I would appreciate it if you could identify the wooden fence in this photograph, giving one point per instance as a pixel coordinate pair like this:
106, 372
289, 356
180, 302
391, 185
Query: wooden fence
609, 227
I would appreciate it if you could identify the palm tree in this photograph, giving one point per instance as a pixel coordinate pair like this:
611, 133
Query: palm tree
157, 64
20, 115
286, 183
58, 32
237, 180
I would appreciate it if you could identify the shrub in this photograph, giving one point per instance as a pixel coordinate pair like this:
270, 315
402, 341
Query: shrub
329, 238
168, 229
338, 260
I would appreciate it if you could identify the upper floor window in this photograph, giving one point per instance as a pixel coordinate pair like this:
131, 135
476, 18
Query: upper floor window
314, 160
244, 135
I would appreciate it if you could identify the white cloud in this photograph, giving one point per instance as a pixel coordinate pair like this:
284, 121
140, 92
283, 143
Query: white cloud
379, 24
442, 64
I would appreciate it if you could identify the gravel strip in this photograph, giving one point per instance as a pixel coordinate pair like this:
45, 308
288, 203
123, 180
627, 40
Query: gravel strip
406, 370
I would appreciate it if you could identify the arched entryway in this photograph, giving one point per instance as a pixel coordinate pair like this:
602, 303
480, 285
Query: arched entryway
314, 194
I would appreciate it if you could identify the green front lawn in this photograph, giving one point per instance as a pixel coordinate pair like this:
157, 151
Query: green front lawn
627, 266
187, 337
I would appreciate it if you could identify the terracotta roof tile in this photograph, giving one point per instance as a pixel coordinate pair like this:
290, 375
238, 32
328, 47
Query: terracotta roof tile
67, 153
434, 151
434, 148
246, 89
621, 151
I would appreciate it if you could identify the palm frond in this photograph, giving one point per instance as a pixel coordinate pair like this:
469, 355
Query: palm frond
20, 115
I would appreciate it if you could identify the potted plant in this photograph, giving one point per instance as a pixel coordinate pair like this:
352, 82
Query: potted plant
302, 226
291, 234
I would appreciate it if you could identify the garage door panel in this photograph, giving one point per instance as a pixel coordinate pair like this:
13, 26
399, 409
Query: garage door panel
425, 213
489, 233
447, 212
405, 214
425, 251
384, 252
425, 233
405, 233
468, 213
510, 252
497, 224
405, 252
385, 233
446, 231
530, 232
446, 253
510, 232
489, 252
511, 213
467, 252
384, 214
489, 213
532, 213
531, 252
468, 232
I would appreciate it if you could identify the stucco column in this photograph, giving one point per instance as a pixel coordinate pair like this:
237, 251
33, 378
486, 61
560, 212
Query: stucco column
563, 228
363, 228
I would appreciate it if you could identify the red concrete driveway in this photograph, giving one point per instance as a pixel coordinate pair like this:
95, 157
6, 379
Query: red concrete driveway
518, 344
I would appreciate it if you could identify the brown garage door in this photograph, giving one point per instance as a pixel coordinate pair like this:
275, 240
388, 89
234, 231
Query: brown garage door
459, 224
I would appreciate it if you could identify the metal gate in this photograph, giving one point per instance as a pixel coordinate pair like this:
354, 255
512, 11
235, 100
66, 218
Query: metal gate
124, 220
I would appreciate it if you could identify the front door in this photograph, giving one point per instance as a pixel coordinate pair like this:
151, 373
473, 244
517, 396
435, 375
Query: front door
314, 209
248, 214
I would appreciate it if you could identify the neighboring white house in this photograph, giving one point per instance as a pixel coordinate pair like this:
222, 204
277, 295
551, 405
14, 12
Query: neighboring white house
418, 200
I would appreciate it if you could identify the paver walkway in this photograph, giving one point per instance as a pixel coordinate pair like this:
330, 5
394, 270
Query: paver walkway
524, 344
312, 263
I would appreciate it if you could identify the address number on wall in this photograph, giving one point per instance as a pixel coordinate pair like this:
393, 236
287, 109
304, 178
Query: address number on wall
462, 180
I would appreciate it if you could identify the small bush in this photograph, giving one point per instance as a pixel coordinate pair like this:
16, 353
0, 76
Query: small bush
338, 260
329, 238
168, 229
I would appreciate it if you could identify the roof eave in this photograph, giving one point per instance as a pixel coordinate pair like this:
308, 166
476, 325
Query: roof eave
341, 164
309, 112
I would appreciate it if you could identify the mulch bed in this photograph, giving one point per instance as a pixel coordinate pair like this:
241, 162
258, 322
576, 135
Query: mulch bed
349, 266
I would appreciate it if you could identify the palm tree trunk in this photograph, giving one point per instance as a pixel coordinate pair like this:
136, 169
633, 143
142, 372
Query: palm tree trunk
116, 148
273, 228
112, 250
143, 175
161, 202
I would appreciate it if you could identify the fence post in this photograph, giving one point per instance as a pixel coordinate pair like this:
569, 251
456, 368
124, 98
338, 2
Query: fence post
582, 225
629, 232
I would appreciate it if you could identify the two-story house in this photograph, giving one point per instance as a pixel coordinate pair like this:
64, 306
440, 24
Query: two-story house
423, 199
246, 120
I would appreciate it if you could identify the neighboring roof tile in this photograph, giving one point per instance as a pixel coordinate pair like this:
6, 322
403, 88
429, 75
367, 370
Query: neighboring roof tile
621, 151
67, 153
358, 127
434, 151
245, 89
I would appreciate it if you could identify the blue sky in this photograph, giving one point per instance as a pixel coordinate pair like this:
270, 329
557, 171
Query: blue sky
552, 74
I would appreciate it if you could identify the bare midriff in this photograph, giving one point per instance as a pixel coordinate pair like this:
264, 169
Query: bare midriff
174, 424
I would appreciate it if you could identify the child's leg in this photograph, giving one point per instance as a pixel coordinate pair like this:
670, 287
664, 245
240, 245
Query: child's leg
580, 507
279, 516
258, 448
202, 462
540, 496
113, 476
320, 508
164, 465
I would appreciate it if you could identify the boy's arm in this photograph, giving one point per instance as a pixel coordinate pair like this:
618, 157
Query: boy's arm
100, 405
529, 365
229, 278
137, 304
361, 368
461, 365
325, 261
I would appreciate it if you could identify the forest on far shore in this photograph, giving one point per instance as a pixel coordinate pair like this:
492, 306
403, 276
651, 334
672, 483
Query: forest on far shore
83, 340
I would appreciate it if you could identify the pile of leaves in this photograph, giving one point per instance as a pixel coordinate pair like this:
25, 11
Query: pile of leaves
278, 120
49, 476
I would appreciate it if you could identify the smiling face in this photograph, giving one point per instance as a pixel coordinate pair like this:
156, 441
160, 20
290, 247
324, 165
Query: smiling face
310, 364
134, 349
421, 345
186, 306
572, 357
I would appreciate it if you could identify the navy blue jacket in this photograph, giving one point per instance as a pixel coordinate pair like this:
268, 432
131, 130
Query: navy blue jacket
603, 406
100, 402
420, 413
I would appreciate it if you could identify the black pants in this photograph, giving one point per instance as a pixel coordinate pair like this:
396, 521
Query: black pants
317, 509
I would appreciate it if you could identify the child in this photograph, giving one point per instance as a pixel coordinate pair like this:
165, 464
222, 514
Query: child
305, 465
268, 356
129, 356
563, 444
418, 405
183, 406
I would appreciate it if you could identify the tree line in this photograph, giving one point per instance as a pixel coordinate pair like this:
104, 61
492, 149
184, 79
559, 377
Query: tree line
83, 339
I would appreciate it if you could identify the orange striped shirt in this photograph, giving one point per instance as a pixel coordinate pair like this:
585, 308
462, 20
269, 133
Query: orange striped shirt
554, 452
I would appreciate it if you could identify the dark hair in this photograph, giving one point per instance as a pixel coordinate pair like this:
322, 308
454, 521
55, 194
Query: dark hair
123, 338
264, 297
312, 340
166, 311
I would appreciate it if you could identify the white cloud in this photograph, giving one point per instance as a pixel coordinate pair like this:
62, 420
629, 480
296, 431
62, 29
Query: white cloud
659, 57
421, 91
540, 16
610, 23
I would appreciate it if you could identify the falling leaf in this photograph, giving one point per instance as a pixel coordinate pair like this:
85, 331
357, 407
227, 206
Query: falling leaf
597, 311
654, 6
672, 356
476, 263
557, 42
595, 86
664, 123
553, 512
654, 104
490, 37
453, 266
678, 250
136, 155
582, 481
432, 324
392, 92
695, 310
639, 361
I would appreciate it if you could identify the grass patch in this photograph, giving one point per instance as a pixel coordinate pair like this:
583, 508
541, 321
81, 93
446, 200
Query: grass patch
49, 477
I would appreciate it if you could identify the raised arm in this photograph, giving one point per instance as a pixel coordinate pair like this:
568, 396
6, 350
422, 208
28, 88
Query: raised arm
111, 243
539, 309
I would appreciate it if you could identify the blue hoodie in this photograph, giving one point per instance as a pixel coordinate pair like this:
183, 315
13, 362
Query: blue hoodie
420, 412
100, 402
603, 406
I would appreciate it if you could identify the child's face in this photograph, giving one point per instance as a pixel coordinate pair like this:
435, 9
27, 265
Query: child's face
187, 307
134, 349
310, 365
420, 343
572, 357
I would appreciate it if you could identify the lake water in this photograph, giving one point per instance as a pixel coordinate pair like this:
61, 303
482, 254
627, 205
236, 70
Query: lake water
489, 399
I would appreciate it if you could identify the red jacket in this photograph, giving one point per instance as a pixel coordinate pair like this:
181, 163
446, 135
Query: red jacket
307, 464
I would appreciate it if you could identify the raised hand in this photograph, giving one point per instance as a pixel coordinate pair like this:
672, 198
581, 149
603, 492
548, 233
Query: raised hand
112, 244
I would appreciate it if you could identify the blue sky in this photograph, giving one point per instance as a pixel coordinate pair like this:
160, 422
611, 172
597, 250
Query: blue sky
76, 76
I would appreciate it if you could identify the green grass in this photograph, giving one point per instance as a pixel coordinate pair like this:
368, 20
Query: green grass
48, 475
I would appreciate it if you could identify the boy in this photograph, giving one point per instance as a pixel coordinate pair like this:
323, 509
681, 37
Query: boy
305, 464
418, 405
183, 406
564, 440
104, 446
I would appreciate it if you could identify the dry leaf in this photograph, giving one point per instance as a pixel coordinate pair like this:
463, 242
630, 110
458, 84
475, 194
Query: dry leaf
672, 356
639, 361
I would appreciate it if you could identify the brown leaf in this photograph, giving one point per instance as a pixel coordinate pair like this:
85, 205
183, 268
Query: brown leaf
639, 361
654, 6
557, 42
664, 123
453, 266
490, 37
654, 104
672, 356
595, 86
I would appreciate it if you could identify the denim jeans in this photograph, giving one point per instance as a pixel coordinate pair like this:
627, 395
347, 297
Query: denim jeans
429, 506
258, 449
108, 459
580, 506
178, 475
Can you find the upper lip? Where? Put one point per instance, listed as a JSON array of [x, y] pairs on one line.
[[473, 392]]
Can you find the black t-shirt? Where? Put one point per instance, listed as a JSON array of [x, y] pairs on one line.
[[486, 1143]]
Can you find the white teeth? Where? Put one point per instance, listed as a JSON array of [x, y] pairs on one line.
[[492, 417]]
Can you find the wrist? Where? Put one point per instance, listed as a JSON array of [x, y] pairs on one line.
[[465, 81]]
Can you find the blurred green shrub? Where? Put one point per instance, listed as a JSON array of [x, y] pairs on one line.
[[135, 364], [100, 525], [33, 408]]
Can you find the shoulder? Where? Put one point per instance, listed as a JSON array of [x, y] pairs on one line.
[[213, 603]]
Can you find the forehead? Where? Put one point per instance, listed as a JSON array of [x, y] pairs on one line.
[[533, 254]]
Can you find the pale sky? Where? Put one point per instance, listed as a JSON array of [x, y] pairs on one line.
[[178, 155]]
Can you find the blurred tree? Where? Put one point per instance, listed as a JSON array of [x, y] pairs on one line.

The exercise » Output the line holding "I would appreciate it if you could identify the green grass", then every later line through the end of the records above, exactly as given and nothing else.

The reply »
I would appreciate it if you could identify the green grass in this photograph, giving one point per instance as a pixel coordinate pair like this:
368, 20
Query: green grass
48, 475
I would appreciate it if you could identify the boy in this photograph, giving one point per instance as a pixel coordinate pair like this:
323, 509
681, 37
Query: boy
305, 464
418, 405
183, 406
564, 440
104, 446
I would appreciate it if you could identify the dry leaf in this photograph, giving one point per instance as a pixel coordinate pair like this:
463, 242
630, 110
458, 84
475, 194
Query: dry leaf
672, 356
639, 361
I would appreciate it if you could identify the brown leaf in this photograph, giving one point per instance as a pixel coordinate pair like this:
85, 205
183, 268
Query: brown leaf
639, 361
654, 6
557, 42
664, 123
453, 266
490, 37
654, 104
672, 356
595, 86
I would appreciate it if you could identify the denim jeans in this photograph, giving one point per instance as a pixel coordinate pair like this:
627, 395
347, 297
Query: denim jeans
429, 506
258, 449
108, 459
580, 506
178, 475
Can you find the upper lip? Where? Put one point per instance, listed as a JSON array of [x, y] pairs on one line.
[[473, 392]]
Can you find the black t-shirt? Where? Put one point per instance, listed as a JSON array of [x, y] pairs on one line.
[[486, 1143]]
Can you find the white teeth? Where? Put one point per instance, listed as a JSON array of [x, y] pairs on one line.
[[492, 417]]
Can you find the wrist? Where? Put one point per instance, listed as a JSON array of [x, y] pairs on one line.
[[465, 81]]
Can you find the blurred green shrub? Where? Put one point per instance, listed as a JSON array of [x, y] pairs on one line.
[[135, 364], [100, 525], [33, 408]]
Can you find the shoulder? Where? Put one point per instance, listed as a JSON array of [x, y] pairs on one line.
[[213, 603]]
Can you find the forehead? Where? Put one point per instance, listed as a JSON array of [x, y] pairs on one line.
[[533, 254]]
Can you find the pale sky? Where? Put one point per instance, listed as a JSON array of [x, y] pairs on one line.
[[178, 155]]
Can you find the blurred tree? Where? Put one point per instance, listed as a JSON array of [x, y] pairs on one line.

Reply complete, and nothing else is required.